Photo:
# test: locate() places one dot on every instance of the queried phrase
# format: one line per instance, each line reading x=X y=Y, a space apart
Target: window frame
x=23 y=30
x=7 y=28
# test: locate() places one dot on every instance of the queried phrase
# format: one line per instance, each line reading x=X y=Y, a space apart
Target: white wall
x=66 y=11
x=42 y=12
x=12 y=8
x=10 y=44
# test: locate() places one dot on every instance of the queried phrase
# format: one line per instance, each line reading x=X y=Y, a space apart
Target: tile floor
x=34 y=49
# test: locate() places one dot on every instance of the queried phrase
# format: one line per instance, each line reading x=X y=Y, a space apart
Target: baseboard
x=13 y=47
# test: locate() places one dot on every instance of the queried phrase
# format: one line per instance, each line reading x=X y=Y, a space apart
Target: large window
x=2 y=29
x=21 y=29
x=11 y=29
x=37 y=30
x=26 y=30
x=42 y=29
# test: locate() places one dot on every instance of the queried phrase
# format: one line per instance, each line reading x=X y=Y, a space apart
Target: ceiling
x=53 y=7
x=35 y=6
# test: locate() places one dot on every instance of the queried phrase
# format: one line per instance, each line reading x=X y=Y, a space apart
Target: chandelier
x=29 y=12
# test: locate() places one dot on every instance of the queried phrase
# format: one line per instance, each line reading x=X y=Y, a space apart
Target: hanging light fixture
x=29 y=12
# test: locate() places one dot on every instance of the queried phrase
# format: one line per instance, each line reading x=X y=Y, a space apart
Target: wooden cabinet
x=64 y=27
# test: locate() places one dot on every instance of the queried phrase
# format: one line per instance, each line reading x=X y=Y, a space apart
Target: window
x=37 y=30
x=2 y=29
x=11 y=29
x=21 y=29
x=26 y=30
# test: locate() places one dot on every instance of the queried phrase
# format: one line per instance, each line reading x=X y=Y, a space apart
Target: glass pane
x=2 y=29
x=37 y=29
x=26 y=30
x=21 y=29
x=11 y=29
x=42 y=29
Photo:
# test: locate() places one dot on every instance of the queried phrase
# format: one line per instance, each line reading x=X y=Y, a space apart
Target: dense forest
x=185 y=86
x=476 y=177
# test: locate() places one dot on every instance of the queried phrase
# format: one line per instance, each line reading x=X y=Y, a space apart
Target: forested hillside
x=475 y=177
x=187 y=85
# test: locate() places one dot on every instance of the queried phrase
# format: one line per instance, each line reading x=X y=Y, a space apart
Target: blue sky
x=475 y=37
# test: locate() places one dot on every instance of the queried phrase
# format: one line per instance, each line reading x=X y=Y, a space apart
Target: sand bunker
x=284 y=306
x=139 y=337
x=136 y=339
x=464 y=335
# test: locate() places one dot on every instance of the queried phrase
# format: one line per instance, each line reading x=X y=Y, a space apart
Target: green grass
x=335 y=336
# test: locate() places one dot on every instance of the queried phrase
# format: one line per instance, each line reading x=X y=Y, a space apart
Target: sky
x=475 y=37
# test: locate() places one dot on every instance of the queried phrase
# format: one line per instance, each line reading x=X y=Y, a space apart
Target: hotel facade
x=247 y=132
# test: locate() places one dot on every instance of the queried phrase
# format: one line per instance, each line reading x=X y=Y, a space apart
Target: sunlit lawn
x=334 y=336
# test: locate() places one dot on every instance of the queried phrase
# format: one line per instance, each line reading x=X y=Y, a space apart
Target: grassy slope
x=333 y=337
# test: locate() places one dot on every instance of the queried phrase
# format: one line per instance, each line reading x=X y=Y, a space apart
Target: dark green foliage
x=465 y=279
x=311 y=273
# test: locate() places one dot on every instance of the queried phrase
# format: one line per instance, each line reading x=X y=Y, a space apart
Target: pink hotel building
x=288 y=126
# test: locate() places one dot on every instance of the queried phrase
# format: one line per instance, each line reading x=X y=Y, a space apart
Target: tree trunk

..............................

What needs to be done
In full and word for word, reproduce the data above.

Problem solution
Photo:
# test: locate() places one dot on every instance of the queried phrase
# format: one line per instance, each line reading x=X y=Y, a space apart
Target: window frame
x=23 y=30
x=7 y=28
# test: locate() places one dot on every instance of the queried phrase
# format: one line per instance, each line reading x=X y=Y, a space apart
Target: white wall
x=66 y=11
x=42 y=12
x=12 y=8
x=10 y=44
# test: locate() places one dot on every instance of the queried phrase
# format: one line per instance, each line reading x=X y=Y, a space apart
Target: tile floor
x=34 y=49
# test: locate() places one dot on every instance of the queried phrase
# format: one line per instance, each line reading x=X y=Y, a space apart
Target: baseboard
x=13 y=47
# test: locate() places one dot on every instance of the queried phrase
# format: one line per instance, each line reading x=X y=Y, a space apart
Target: large window
x=2 y=29
x=21 y=29
x=11 y=29
x=37 y=30
x=26 y=30
x=42 y=29
# test: locate() places one dot on every instance of the queried phrase
# format: one line per instance, each line reading x=X y=Y, a space apart
Target: ceiling
x=53 y=7
x=35 y=6
# test: locate() places one dot on every instance of the queried phrase
# format: one line per instance, each line reading x=X y=Y, a space apart
Target: chandelier
x=29 y=12
# test: locate() places one dot on every instance of the queried phrase
# format: one line per instance, each line reading x=X y=Y, a space apart
Target: hanging light fixture
x=29 y=12
# test: locate() places one dot on every instance of the queried phrase
# format: one line per instance, each line reading x=X y=Y, a space apart
Target: wooden cabinet
x=64 y=27
# test: locate() places one dot on every instance of the queried phrase
# format: one line per instance, each line reading x=X y=Y, a space apart
Target: window
x=37 y=30
x=2 y=29
x=11 y=29
x=21 y=29
x=26 y=30
# test: locate() places one dot on every instance of the queried phrase
# format: one line per instance, each line reading x=X y=Y, a space apart
Target: glass pane
x=2 y=29
x=37 y=29
x=26 y=30
x=21 y=29
x=11 y=29
x=42 y=29
Photo:
# test: locate() places one dot on every instance of the queried phrase
# format: one line per instance, each line reading x=X y=Y, a space apart
Target: dense forest
x=185 y=86
x=476 y=177
# test: locate() places one dot on every instance of the queried phrase
# format: one line per instance, each line reading x=X y=Y, a space apart
Target: forested hillside
x=475 y=177
x=187 y=85
# test: locate() places one dot on every instance of the queried phrase
# format: one line per instance, each line reading x=X y=Y, a space apart
Target: blue sky
x=475 y=37
# test: locate() places one dot on every instance of the queried phrase
# format: one line per instance, each line reading x=X y=Y, a space apart
Target: sand bunker
x=284 y=306
x=139 y=337
x=136 y=339
x=464 y=335
# test: locate() places one dot on every instance of the queried phrase
# format: one line per instance, each line reading x=X y=Y, a space apart
Target: green grass
x=335 y=336
# test: locate() places one dot on every instance of the queried phrase
# format: one line per instance, each line reading x=X y=Y, a space apart
Target: sky
x=475 y=37
# test: locate() places one dot on every instance of the queried phrase
# format: one line per instance, each line reading x=X y=Y, a space apart
Target: hotel facade
x=247 y=132
# test: locate() places one dot on every instance of the queried phrase
# format: one line per instance, each line reading x=X y=Y, a space apart
Target: sunlit lawn
x=334 y=336
# test: locate() places one dot on every instance of the queried phrase
# format: one line per instance, each line reading x=X y=Y, a space apart
Target: grassy slope
x=333 y=337
# test: locate() places one dot on every instance of the queried phrase
# format: one line per instance, each line reading x=X y=Y, a space apart
Target: dark green foliage
x=465 y=279
x=311 y=273
# test: locate() places one dot on every instance of the queried phrase
# format: one line per instance, each line reading x=X y=Y, a space apart
Target: pink hotel building
x=288 y=126
# test: locate() places one dot on every instance of the queried phrase
# format: one line per instance, each line reading x=X y=Y, a space apart
Target: tree trunk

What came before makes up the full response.